Saved entries:
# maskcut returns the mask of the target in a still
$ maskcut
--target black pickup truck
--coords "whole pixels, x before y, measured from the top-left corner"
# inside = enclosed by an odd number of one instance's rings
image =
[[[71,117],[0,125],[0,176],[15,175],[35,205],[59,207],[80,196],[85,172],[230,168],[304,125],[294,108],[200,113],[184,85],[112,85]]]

Aim of the exercise
Please give back all of the data exactly as it appears.

Response to the exercise
# maskcut returns the mask of the target in a still
$ maskcut
--target black pickup truck
--coords "whole pixels, x before y, measured from the top-left corner"
# inside = enclosed by an odd number of one instance's rings
image =
[[[71,117],[0,125],[0,176],[15,175],[35,205],[59,207],[80,196],[85,172],[230,168],[304,125],[294,108],[200,113],[184,85],[112,85]]]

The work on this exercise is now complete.